(Adlandırılmış nesne işaretleme kayıtları)
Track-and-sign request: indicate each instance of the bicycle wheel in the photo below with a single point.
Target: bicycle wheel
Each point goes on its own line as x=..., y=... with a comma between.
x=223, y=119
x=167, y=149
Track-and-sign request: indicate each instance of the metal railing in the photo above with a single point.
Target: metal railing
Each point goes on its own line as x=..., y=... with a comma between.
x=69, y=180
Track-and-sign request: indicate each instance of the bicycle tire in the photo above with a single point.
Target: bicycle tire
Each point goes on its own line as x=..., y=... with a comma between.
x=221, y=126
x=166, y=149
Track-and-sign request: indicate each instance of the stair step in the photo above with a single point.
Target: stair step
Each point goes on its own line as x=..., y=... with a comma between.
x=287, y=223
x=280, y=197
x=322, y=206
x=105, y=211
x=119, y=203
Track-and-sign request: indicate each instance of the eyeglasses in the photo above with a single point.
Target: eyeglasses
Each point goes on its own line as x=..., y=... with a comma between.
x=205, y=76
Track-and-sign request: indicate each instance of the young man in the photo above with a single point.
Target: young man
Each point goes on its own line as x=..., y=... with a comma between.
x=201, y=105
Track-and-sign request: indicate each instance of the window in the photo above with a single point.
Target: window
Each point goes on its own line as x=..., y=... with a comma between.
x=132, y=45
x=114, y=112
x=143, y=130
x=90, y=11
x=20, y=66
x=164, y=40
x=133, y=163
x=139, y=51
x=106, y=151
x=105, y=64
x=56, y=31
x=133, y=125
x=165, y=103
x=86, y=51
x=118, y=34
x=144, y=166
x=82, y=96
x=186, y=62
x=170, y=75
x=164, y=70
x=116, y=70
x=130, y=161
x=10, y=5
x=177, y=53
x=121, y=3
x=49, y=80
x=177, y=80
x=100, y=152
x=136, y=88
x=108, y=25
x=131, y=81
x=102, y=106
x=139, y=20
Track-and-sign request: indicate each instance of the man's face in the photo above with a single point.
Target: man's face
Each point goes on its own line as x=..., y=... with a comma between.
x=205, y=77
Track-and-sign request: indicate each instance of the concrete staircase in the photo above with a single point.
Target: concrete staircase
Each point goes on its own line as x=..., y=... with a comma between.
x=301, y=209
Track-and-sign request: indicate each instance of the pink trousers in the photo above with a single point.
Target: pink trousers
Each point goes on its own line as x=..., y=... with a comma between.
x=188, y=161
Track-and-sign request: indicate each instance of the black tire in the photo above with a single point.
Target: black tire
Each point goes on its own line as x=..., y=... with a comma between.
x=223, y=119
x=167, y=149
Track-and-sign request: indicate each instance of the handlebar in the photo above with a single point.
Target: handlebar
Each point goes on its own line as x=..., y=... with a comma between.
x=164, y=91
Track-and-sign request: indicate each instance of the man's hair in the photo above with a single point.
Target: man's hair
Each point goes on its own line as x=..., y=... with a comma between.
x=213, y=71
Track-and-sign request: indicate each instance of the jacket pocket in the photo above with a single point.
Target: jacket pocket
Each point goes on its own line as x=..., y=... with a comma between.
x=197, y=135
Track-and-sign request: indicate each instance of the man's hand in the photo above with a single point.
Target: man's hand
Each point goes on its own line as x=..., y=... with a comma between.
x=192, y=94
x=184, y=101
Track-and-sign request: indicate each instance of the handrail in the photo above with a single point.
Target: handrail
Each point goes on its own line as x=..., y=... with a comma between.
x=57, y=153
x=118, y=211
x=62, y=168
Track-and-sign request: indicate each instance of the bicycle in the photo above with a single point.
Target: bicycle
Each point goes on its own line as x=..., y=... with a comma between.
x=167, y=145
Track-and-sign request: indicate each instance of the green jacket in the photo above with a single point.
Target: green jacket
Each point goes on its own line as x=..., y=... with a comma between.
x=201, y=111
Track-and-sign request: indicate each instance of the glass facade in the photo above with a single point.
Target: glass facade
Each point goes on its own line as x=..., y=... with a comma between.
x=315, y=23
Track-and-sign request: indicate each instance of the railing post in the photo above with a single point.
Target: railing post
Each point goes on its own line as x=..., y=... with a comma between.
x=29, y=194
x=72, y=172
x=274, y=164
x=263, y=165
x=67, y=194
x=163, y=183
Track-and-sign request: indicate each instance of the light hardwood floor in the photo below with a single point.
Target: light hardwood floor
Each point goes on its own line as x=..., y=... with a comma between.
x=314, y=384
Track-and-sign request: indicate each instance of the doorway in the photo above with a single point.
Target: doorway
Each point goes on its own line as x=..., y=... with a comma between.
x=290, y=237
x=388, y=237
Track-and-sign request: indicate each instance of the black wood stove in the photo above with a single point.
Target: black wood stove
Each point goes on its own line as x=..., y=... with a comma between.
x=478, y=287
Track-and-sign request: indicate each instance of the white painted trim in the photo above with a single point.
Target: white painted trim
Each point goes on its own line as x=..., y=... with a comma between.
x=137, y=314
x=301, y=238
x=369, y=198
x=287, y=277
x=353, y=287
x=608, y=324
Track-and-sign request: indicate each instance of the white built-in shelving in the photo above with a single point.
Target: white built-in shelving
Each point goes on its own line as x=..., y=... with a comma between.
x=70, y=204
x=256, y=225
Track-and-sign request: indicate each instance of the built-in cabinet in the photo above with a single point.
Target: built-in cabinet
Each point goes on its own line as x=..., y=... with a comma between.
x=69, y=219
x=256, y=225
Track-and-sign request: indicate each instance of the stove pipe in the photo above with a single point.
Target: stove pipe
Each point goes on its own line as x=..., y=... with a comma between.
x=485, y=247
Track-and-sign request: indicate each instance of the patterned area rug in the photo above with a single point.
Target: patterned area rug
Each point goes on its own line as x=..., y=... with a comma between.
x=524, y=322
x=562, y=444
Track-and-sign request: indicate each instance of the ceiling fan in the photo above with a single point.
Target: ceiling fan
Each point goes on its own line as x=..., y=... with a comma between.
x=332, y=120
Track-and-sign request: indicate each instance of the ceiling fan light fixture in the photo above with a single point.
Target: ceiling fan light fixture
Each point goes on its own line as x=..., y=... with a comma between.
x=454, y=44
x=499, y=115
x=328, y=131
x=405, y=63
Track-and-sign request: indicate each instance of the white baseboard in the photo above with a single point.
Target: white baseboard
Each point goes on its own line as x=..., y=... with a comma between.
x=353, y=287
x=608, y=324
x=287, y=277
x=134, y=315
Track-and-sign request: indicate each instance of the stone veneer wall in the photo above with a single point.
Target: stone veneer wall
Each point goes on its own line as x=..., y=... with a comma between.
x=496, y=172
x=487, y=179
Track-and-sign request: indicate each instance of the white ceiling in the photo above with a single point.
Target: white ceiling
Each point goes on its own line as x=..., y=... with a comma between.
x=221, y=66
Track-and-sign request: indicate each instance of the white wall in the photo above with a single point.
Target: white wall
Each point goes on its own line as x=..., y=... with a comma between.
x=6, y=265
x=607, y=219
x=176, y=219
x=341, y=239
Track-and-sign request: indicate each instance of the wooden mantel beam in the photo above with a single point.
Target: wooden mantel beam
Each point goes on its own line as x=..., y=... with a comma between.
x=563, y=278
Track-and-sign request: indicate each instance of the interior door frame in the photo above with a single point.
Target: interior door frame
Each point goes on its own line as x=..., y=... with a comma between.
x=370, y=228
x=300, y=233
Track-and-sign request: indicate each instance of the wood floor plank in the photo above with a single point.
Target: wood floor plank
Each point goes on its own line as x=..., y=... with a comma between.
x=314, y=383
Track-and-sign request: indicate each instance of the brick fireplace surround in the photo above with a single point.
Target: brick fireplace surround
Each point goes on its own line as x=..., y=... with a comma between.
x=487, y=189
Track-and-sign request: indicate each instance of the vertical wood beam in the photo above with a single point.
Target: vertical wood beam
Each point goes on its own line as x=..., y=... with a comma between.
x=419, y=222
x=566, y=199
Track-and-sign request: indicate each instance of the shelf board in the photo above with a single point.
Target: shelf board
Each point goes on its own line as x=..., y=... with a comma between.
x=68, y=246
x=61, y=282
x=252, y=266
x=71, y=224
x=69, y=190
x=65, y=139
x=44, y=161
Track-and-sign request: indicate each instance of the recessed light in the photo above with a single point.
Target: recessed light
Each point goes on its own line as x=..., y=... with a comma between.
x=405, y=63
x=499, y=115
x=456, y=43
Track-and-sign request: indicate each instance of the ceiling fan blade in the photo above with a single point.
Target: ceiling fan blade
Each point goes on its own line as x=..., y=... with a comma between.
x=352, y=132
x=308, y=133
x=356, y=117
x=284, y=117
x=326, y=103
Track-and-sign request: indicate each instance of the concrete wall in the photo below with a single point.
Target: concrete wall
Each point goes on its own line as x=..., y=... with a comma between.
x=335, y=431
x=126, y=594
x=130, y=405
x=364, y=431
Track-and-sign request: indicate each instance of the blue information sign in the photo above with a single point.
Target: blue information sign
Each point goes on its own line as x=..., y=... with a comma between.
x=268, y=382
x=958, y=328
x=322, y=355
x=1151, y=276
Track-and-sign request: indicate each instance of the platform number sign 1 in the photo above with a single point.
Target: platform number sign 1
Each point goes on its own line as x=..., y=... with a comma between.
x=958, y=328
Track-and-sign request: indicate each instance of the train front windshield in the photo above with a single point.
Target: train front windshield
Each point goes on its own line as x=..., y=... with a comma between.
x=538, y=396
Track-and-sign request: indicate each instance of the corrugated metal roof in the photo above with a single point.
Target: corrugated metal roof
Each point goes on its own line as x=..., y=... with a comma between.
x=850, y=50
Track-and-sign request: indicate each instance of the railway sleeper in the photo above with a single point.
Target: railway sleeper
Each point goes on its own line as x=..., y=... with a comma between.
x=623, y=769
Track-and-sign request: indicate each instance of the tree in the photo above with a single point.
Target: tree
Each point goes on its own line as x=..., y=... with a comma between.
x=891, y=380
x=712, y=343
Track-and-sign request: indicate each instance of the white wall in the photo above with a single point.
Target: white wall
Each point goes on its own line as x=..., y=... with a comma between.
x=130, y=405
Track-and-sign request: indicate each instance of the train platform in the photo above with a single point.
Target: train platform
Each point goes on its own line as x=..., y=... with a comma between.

_Göreviniz_
Verinin başından "x=201, y=105" içeren satıra kadar, bu satır da dahil olmak üzere, olan kısmı iki sütunlu bir CSV olarak ifade edin; her metin ve yanıt çifti "metin" ve "yanit" sütunlarında tek bir satır oluştursun. Her değer tırnak içinde tek bir alan olarak yazılsın ve satır sonları boşluğa çevrilsin.

_Görevin yanıtı_
metin,yanit
"Track-and-sign request: indicate each instance of the bicycle wheel in the photo below with a single point. Target: bicycle wheel Each point goes on its own line as x=..., y=... with a comma between.","x=223, y=119 x=167, y=149"
"Track-and-sign request: indicate each instance of the metal railing in the photo above with a single point. Target: metal railing Each point goes on its own line as x=..., y=... with a comma between.","x=69, y=180"
"Track-and-sign request: indicate each instance of the bicycle tire in the photo above with a single point. Target: bicycle tire Each point goes on its own line as x=..., y=... with a comma between.","x=221, y=126 x=166, y=149"
"Track-and-sign request: indicate each instance of the stair step in the photo above with a single point. Target: stair step Each point goes on its own line as x=..., y=... with a comma between.","x=287, y=223 x=280, y=197 x=322, y=206 x=105, y=211 x=119, y=203"
"Track-and-sign request: indicate each instance of the eyeglasses in the photo above with a single point. Target: eyeglasses Each point goes on its own line as x=..., y=... with a comma between.","x=205, y=76"
"Track-and-sign request: indicate each instance of the young man in the photo above with a single point. Target: young man Each point goes on its own line as x=..., y=... with a comma between.","x=201, y=105"